**Input material:**
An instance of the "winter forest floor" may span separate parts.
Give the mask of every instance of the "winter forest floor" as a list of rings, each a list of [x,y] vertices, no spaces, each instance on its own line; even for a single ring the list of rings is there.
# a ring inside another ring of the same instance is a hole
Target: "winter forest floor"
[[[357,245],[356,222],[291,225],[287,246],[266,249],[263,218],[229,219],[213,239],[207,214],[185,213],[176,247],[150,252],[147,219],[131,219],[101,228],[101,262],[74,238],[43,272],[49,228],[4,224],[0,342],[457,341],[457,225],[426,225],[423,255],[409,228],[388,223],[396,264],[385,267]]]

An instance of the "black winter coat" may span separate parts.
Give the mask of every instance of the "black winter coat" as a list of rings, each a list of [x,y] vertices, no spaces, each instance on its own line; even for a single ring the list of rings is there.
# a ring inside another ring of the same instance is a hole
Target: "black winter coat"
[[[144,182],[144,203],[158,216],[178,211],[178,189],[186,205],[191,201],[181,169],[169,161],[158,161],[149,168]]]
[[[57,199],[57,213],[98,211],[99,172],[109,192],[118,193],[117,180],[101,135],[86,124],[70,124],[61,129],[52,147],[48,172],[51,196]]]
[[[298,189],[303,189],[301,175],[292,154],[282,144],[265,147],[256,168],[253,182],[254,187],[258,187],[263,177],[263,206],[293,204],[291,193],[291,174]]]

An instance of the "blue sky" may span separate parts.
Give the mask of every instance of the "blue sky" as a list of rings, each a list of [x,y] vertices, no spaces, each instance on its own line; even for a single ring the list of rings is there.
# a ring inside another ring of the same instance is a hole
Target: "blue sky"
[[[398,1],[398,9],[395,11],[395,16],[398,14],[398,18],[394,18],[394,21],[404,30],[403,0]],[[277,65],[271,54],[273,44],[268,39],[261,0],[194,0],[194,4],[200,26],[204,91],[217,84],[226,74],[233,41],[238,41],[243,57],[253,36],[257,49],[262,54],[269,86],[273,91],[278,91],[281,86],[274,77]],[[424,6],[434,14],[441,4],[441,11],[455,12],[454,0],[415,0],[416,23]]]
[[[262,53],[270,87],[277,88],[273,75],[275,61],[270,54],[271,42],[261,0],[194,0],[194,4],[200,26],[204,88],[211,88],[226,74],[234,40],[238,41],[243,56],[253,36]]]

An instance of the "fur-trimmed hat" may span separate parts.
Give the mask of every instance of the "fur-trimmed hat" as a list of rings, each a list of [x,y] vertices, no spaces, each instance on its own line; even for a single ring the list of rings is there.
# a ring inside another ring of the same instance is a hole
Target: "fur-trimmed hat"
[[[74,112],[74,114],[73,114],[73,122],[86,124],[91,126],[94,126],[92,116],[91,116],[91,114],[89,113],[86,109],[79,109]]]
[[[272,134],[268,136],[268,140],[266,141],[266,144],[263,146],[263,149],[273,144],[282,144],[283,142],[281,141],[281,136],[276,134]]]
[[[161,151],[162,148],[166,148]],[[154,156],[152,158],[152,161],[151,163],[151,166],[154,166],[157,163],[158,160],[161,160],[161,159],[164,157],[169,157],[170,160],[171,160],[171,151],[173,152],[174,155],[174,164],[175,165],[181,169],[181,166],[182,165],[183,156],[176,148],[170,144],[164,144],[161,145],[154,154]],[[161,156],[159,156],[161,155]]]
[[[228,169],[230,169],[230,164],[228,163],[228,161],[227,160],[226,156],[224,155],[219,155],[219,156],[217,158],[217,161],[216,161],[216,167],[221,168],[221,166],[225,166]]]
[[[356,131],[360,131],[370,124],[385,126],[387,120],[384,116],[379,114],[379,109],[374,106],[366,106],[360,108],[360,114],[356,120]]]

**Exercise:** Please copy out each record, character for character.

**Answer:**
An instance of the "winter forest floor" may span separate parts.
Give the mask of every instance of the "winter forest floor" as a list of rings, each a list of [x,y] vertices, no spaces, each instance on its own line; even for a single ring the list of rings is there.
# a ring inside another ring of the same instance is a hole
Target: "winter forest floor"
[[[357,245],[356,222],[291,225],[287,246],[266,249],[263,218],[229,219],[213,239],[207,214],[185,213],[176,247],[150,252],[147,219],[131,219],[101,228],[101,262],[74,238],[43,272],[49,228],[4,224],[0,342],[457,341],[457,225],[426,225],[423,255],[409,228],[388,223],[396,264],[385,267]]]

An instance of the "black winter coat" may span separate parts.
Give the mask of every instance of the "black winter coat" as a list of rings, each a list of [x,y] vertices, no spaces, each instance on its own line; even for a single ring the list of rings is there.
# a ring inside another ring of the same instance is a hole
Target: "black winter coat"
[[[144,182],[144,203],[158,216],[178,211],[178,189],[186,205],[191,201],[181,169],[169,161],[158,161],[149,168]]]
[[[57,199],[57,213],[98,211],[99,172],[109,192],[118,193],[117,180],[101,135],[86,124],[70,124],[61,129],[52,147],[48,172],[51,196]]]
[[[298,189],[303,189],[301,175],[292,154],[282,144],[265,147],[256,168],[253,182],[254,187],[258,187],[263,177],[263,206],[293,204],[291,193],[291,174]]]

An instance of the "blue sky" may span separate parts.
Give the mask of every instance of the "blue sky" as a list of rings, each a list of [x,y] vertices, no spaces, each instance on its own line; even for a single ring the list of rings is there.
# a ring inside another ring of the same instance is a hole
Target: "blue sky"
[[[398,1],[398,9],[395,11],[395,16],[398,14],[398,18],[394,18],[394,21],[404,30],[403,0]],[[277,65],[271,54],[273,44],[268,39],[261,0],[194,0],[194,4],[200,26],[204,91],[217,84],[226,74],[233,41],[238,41],[243,57],[253,36],[257,49],[262,54],[269,86],[273,91],[278,91],[281,86],[274,77]],[[424,6],[434,14],[441,4],[441,11],[455,12],[454,0],[415,0],[416,23]]]
[[[262,53],[270,87],[277,88],[273,75],[275,61],[270,54],[271,42],[261,0],[194,0],[194,4],[200,26],[204,88],[211,88],[226,74],[234,40],[238,41],[243,56],[253,36]]]

An instance of the "fur-trimmed hat" may span separate parts.
Give the mask of every instance of the "fur-trimmed hat" as a list of rings, each a list of [x,y] vertices, no spaces, each instance on its own line; even for a single ring the list of rings is there.
# a ring inside another ring of the same instance is a hole
Target: "fur-trimmed hat"
[[[74,112],[74,114],[73,114],[73,122],[86,124],[91,126],[94,126],[92,116],[91,116],[91,114],[89,113],[86,109],[79,109]]]
[[[272,134],[268,136],[268,140],[266,141],[266,144],[263,146],[263,149],[273,144],[282,144],[283,142],[281,141],[281,136],[276,134]]]
[[[161,151],[162,148],[166,148]],[[154,156],[152,158],[152,161],[151,163],[151,166],[154,166],[157,163],[158,160],[161,160],[161,159],[164,157],[169,157],[170,160],[171,160],[171,151],[173,152],[174,155],[174,164],[175,165],[181,169],[181,166],[182,165],[183,156],[176,148],[170,144],[164,144],[161,145],[154,154]],[[161,156],[159,156],[161,155]]]
[[[228,169],[230,169],[230,164],[228,163],[228,161],[227,160],[226,156],[224,155],[219,155],[219,156],[217,158],[217,161],[216,161],[216,167],[221,168],[221,166],[225,166]]]
[[[356,131],[360,131],[370,124],[385,126],[387,120],[384,116],[379,114],[379,109],[374,106],[366,106],[360,108],[360,114],[356,120]]]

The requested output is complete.